#### SOURCE PASSAGE
^^^^

If Search Is Google's Castle, Android Is the Moat
Hugh Pickens writes "Warren Buffet once said that the best businesses were economic castles protected by unbreachable moats. Now, Erick Schonfeld writes that if search is Google's economic castle, Android is a moat, Chrome browser is a moat, and Google Apps is a moat — all free products, subsidized by search profits, intended to protect the economic castle that is search. 'Android, as well as Chrome and Chrome OS for that matter, are not "products" in the classic business sense. They have no plan to become their own "economic castles,"' says Benchmark Capital VC Bill Gurley. 'They are not trying to make a profit on Android or Chrome. They want to take any layer that lives between themselves and the consumer and make it free (or even less than free).' So don't measure the success of Google's new businesses by how much revenue or profit they generate directly but measure it by how much they shore up Google's core search business. 'Google is ... scorching the earth for 250 miles around the outside of the castle to ensure no one can approach it. And best I can tell, they are doing a damn good job of it.'"
Where's badanalogyguy when you need him? Or pizzaanalogyguy?
So a company having a successful business model and dominating the market is evil? Got it. If all markets were dominated by companies like Google, the world would be a much better place. Are they perfect? No. But they're trying dammit.
For the sole reason that MS's target audience can't tell the difference between an OS, a computer and a browser.
Everyone remember: Google promises that they will do no evil, so you know it's true. After all... they say so.
Well, if I had to pick which one of the major software companies is the least evil, it would be Google. They're open source friendly, create innovative products, I've never read of Google patent trolling other companies, they generally have a good reputation.

^^^^

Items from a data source
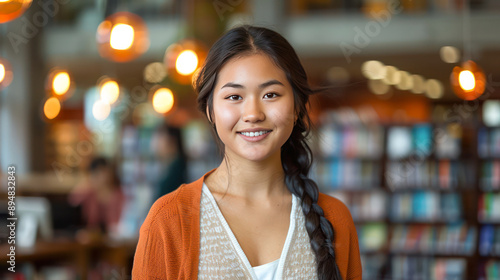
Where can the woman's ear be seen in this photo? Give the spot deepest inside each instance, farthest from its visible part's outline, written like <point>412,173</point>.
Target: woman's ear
<point>208,114</point>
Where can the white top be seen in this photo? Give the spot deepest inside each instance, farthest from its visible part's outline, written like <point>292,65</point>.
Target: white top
<point>269,271</point>
<point>266,271</point>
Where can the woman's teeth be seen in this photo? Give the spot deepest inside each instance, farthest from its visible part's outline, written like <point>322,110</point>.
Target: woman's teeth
<point>254,134</point>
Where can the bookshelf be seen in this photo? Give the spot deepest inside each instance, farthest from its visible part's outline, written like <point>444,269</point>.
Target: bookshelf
<point>488,212</point>
<point>420,194</point>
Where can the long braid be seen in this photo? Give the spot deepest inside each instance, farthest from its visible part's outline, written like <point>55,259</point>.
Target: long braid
<point>296,156</point>
<point>296,159</point>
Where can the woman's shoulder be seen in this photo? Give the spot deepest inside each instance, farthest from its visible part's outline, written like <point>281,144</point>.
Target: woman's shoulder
<point>169,207</point>
<point>335,210</point>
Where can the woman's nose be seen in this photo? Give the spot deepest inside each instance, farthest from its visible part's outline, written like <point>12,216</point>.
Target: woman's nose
<point>253,111</point>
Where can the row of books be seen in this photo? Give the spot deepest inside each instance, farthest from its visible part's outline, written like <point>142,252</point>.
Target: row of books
<point>489,270</point>
<point>489,207</point>
<point>425,206</point>
<point>418,268</point>
<point>451,239</point>
<point>488,142</point>
<point>337,174</point>
<point>372,237</point>
<point>489,240</point>
<point>490,175</point>
<point>441,174</point>
<point>350,141</point>
<point>422,140</point>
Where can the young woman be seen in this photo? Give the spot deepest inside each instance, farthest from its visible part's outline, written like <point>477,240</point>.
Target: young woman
<point>258,215</point>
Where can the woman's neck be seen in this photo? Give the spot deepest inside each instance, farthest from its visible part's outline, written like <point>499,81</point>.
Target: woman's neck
<point>250,180</point>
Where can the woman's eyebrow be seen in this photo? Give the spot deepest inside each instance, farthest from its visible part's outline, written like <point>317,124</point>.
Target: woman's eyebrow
<point>263,85</point>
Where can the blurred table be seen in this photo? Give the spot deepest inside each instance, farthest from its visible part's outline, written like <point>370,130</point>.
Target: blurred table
<point>81,254</point>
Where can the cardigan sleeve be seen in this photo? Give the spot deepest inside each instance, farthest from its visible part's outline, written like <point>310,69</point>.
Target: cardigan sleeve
<point>354,269</point>
<point>346,238</point>
<point>158,242</point>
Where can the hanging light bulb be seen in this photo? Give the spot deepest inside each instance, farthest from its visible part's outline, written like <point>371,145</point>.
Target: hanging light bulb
<point>109,90</point>
<point>101,110</point>
<point>182,59</point>
<point>5,73</point>
<point>468,80</point>
<point>59,83</point>
<point>12,9</point>
<point>51,108</point>
<point>122,37</point>
<point>163,100</point>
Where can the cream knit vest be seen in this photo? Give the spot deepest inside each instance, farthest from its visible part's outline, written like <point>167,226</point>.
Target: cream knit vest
<point>220,259</point>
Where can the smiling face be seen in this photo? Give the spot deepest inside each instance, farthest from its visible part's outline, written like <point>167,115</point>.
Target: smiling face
<point>253,106</point>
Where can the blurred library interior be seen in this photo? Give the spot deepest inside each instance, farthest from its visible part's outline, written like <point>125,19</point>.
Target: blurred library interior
<point>407,133</point>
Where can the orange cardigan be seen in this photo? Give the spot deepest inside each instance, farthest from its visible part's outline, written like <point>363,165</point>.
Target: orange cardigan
<point>169,240</point>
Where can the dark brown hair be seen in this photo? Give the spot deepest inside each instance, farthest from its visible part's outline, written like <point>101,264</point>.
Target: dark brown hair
<point>296,156</point>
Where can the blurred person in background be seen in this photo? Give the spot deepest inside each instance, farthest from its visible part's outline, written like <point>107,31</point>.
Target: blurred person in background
<point>100,197</point>
<point>168,146</point>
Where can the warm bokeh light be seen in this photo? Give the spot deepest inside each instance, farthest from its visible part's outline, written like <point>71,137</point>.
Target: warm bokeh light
<point>155,72</point>
<point>491,112</point>
<point>186,62</point>
<point>434,89</point>
<point>61,83</point>
<point>418,84</point>
<point>378,87</point>
<point>182,59</point>
<point>392,75</point>
<point>163,100</point>
<point>51,108</point>
<point>109,91</point>
<point>405,81</point>
<point>101,110</point>
<point>468,80</point>
<point>12,9</point>
<point>122,37</point>
<point>373,69</point>
<point>5,73</point>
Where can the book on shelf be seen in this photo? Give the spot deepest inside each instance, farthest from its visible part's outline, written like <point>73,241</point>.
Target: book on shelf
<point>489,207</point>
<point>372,237</point>
<point>452,239</point>
<point>489,270</point>
<point>488,142</point>
<point>489,240</point>
<point>490,175</point>
<point>409,267</point>
<point>425,206</point>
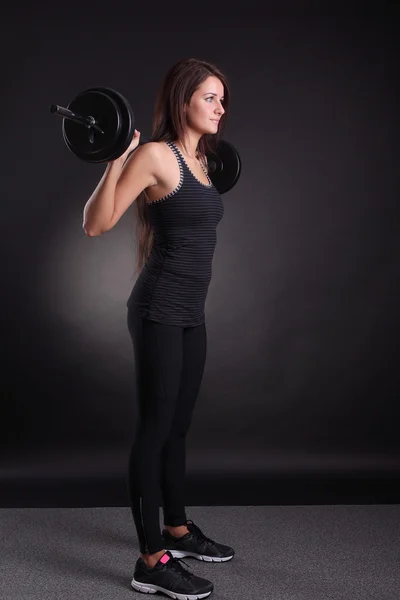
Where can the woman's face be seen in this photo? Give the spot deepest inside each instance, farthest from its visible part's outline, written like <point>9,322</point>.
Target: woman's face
<point>206,106</point>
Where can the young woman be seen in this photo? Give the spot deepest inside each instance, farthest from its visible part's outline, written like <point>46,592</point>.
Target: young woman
<point>178,210</point>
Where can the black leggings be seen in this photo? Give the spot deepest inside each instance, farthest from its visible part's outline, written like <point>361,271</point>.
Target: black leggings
<point>169,366</point>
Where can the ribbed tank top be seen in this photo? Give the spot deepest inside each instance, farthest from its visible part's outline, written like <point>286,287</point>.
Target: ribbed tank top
<point>173,284</point>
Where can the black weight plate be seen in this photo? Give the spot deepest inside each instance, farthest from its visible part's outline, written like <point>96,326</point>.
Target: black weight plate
<point>228,166</point>
<point>127,123</point>
<point>103,108</point>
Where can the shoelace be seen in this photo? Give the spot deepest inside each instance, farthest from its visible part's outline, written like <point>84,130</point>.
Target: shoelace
<point>185,573</point>
<point>199,534</point>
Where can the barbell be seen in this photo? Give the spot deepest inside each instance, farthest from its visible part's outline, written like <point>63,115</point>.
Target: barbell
<point>99,124</point>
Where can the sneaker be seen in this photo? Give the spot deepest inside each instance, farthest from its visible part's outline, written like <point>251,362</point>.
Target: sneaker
<point>196,545</point>
<point>170,577</point>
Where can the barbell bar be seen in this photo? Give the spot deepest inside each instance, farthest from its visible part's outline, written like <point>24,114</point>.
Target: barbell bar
<point>98,126</point>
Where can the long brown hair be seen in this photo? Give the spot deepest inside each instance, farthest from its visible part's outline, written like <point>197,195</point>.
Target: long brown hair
<point>169,122</point>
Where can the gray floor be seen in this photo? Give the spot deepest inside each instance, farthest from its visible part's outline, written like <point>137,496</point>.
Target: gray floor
<point>282,553</point>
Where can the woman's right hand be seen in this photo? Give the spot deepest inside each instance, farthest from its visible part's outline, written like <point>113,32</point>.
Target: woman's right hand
<point>132,146</point>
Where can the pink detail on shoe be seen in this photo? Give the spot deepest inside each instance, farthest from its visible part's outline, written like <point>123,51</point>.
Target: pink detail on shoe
<point>164,558</point>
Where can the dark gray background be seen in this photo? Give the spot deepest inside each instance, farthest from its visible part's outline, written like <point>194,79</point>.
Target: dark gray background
<point>302,375</point>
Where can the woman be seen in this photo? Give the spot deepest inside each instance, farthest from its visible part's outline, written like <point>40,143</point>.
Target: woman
<point>178,210</point>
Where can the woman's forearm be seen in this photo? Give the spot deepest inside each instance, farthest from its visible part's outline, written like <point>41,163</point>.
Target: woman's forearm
<point>99,209</point>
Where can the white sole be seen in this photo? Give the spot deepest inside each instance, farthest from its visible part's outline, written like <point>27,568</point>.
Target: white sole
<point>148,588</point>
<point>181,554</point>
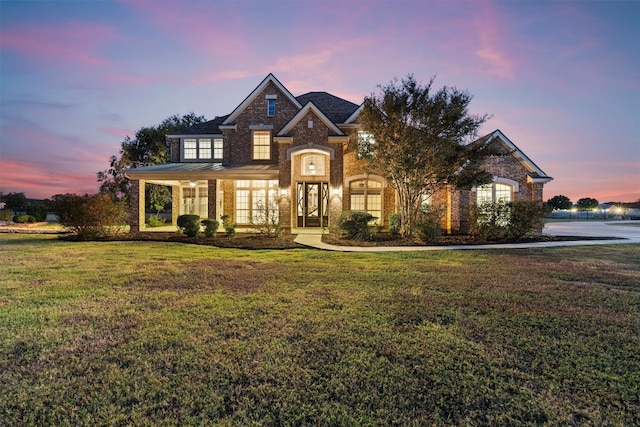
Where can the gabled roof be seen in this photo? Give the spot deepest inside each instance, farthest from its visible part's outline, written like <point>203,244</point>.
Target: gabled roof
<point>210,127</point>
<point>253,95</point>
<point>336,109</point>
<point>303,112</point>
<point>535,173</point>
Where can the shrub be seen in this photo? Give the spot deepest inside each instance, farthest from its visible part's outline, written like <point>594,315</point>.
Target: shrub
<point>395,223</point>
<point>156,221</point>
<point>490,221</point>
<point>39,212</point>
<point>504,221</point>
<point>229,226</point>
<point>210,227</point>
<point>189,225</point>
<point>90,217</point>
<point>355,225</point>
<point>527,219</point>
<point>428,223</point>
<point>267,220</point>
<point>6,215</point>
<point>23,219</point>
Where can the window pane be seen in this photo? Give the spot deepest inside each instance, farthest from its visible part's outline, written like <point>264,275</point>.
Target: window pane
<point>217,148</point>
<point>190,149</point>
<point>357,202</point>
<point>484,194</point>
<point>503,193</point>
<point>204,149</point>
<point>242,207</point>
<point>261,145</point>
<point>271,107</point>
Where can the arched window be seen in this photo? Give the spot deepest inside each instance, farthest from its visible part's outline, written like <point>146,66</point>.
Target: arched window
<point>366,195</point>
<point>494,192</point>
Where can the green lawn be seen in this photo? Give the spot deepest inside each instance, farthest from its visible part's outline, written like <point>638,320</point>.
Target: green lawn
<point>150,333</point>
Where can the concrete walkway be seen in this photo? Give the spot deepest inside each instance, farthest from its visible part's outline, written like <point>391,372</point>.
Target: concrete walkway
<point>620,231</point>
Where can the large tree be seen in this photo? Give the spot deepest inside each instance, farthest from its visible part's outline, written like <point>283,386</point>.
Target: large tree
<point>149,147</point>
<point>419,139</point>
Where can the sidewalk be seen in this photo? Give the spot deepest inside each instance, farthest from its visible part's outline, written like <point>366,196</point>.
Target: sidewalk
<point>627,232</point>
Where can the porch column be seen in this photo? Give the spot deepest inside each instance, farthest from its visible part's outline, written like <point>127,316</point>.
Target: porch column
<point>212,195</point>
<point>137,219</point>
<point>175,204</point>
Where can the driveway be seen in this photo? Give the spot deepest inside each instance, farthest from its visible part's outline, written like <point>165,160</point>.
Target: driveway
<point>621,232</point>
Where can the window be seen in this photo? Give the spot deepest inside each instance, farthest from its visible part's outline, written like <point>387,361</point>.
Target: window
<point>261,145</point>
<point>202,149</point>
<point>217,148</point>
<point>366,195</point>
<point>271,107</point>
<point>194,200</point>
<point>492,193</point>
<point>190,149</point>
<point>255,199</point>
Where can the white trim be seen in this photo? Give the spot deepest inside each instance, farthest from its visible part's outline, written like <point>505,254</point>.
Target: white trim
<point>500,180</point>
<point>307,108</point>
<point>518,154</point>
<point>254,94</point>
<point>349,180</point>
<point>312,148</point>
<point>199,135</point>
<point>355,115</point>
<point>260,127</point>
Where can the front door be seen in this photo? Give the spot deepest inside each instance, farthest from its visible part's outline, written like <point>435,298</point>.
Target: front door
<point>313,204</point>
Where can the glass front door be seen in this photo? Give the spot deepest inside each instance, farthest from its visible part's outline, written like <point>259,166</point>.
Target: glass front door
<point>313,204</point>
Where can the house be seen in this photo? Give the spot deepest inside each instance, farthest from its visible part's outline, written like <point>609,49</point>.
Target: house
<point>289,155</point>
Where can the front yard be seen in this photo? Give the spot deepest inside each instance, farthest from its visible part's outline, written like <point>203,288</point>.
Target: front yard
<point>148,333</point>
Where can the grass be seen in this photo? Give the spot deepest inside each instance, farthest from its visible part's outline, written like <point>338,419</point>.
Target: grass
<point>152,333</point>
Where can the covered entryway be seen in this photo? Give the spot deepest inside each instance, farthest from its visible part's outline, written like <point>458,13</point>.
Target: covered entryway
<point>313,204</point>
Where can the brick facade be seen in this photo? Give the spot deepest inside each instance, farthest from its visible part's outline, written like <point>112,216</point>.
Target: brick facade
<point>319,131</point>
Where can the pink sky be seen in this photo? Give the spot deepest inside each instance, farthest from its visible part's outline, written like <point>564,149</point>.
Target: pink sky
<point>560,79</point>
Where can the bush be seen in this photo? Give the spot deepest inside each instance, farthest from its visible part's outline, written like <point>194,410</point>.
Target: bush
<point>156,221</point>
<point>90,217</point>
<point>39,212</point>
<point>189,225</point>
<point>229,226</point>
<point>428,223</point>
<point>355,225</point>
<point>6,215</point>
<point>210,227</point>
<point>267,220</point>
<point>23,219</point>
<point>395,223</point>
<point>507,221</point>
<point>527,219</point>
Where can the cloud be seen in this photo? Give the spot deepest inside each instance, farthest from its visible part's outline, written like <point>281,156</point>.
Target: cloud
<point>72,42</point>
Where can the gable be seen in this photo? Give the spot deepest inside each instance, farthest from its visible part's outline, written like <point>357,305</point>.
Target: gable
<point>255,93</point>
<point>534,172</point>
<point>310,107</point>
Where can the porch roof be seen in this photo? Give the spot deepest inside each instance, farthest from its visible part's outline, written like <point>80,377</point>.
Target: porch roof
<point>196,171</point>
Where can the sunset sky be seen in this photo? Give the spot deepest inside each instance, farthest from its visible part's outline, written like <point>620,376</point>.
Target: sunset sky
<point>561,79</point>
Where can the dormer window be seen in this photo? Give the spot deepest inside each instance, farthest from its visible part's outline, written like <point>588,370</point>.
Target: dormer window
<point>271,105</point>
<point>195,149</point>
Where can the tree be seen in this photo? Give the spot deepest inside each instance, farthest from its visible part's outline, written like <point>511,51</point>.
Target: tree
<point>159,196</point>
<point>559,202</point>
<point>148,148</point>
<point>15,201</point>
<point>586,204</point>
<point>418,139</point>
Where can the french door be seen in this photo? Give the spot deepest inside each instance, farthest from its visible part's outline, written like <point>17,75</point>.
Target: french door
<point>313,204</point>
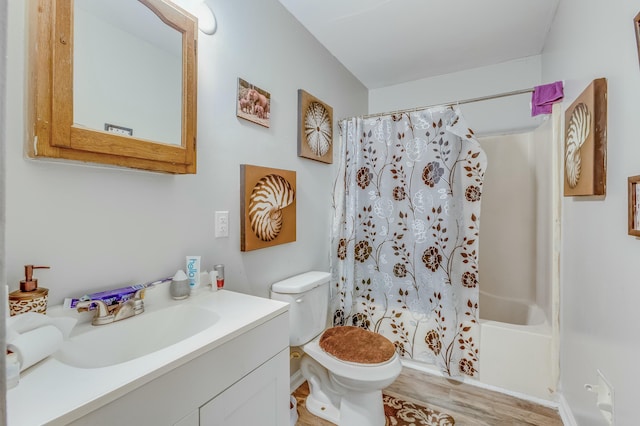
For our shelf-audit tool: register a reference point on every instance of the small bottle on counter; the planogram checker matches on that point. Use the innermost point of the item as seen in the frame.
(220, 276)
(30, 297)
(13, 370)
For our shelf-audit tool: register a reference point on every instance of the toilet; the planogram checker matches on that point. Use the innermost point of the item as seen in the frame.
(346, 367)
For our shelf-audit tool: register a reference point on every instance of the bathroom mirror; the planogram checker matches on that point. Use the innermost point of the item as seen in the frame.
(114, 82)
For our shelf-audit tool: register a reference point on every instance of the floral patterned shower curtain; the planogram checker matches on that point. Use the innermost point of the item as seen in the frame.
(405, 234)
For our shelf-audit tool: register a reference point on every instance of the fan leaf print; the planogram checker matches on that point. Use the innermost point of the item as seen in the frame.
(317, 129)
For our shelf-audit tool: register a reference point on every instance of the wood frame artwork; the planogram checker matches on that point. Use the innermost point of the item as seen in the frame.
(315, 128)
(636, 25)
(253, 104)
(634, 206)
(585, 150)
(267, 207)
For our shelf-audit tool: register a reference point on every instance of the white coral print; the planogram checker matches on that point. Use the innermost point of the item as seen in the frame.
(577, 133)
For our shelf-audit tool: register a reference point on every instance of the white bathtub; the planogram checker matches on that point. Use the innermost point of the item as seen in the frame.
(515, 347)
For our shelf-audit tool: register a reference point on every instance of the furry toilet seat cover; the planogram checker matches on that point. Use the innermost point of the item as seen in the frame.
(355, 344)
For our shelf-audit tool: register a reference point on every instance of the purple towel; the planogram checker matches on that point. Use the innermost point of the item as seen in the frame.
(544, 96)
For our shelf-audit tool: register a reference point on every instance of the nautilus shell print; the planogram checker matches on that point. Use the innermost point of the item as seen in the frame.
(269, 196)
(317, 128)
(578, 130)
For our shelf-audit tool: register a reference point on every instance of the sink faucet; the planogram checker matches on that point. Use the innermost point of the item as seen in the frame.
(107, 314)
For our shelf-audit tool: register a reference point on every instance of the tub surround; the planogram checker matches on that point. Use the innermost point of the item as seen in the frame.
(65, 394)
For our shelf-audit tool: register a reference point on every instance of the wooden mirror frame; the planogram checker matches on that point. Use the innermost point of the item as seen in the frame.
(52, 133)
(632, 201)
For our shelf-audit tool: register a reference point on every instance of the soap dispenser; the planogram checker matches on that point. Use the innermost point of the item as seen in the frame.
(30, 297)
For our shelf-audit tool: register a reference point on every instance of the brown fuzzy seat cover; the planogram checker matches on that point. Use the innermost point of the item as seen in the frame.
(355, 344)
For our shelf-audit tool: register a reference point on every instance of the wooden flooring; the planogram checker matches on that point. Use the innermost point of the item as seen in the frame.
(467, 404)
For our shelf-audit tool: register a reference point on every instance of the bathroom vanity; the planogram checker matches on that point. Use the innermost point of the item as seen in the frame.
(233, 371)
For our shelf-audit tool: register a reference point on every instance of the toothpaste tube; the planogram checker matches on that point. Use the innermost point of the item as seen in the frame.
(112, 297)
(193, 271)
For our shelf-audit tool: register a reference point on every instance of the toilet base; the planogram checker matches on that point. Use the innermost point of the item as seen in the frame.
(362, 409)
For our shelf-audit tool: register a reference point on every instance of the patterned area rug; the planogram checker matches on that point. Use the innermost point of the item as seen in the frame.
(403, 413)
(398, 412)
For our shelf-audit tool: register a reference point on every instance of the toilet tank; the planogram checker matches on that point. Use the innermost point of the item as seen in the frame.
(308, 298)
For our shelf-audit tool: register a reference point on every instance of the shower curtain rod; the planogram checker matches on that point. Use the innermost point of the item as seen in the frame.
(466, 101)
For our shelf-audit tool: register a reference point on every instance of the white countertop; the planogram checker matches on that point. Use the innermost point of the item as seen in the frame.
(51, 392)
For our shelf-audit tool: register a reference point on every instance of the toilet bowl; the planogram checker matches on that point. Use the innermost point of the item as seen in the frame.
(344, 390)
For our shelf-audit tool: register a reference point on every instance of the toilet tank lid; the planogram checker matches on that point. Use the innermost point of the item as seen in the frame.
(301, 283)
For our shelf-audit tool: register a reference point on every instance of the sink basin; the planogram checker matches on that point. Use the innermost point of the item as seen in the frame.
(121, 341)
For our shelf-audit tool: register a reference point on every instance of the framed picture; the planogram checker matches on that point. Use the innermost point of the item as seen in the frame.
(636, 25)
(585, 159)
(634, 205)
(253, 103)
(315, 128)
(267, 207)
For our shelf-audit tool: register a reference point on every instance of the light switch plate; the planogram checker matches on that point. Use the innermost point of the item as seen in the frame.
(222, 224)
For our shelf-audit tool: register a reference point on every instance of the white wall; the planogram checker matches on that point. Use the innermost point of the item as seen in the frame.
(600, 281)
(485, 118)
(103, 227)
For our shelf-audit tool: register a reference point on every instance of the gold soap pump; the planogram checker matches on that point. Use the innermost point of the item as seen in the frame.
(30, 297)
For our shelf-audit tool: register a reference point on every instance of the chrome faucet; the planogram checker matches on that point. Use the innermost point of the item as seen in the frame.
(107, 314)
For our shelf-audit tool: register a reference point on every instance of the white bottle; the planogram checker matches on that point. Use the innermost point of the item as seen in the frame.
(13, 370)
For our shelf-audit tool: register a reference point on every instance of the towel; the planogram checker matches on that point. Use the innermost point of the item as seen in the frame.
(33, 336)
(544, 96)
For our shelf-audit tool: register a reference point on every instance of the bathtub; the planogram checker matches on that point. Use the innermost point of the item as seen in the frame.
(516, 347)
(515, 350)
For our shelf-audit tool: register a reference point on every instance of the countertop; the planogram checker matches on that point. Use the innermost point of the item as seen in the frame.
(51, 392)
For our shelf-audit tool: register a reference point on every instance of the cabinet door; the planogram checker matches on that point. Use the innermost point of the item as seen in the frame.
(260, 398)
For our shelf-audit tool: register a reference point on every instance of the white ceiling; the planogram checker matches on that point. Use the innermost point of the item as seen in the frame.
(386, 42)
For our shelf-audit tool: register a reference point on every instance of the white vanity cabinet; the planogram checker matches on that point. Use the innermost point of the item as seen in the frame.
(244, 381)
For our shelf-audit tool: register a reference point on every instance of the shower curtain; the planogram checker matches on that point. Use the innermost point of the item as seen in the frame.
(406, 212)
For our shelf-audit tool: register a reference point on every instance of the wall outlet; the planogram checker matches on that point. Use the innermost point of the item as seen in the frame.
(604, 401)
(222, 224)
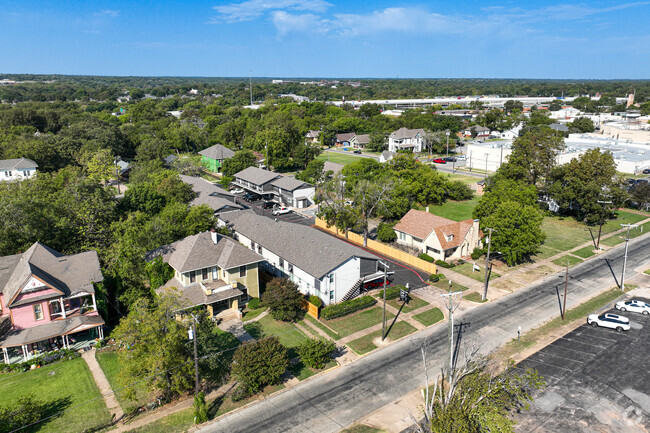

^^^^

#### PROBLEM DETAILS
Please name the venture capital firm that Bill Gurley is with, according to the passage about Google's moats. The items are separate material, apart from the passage about Google's moats.

#### THE OUTPUT
Benchmark Capital.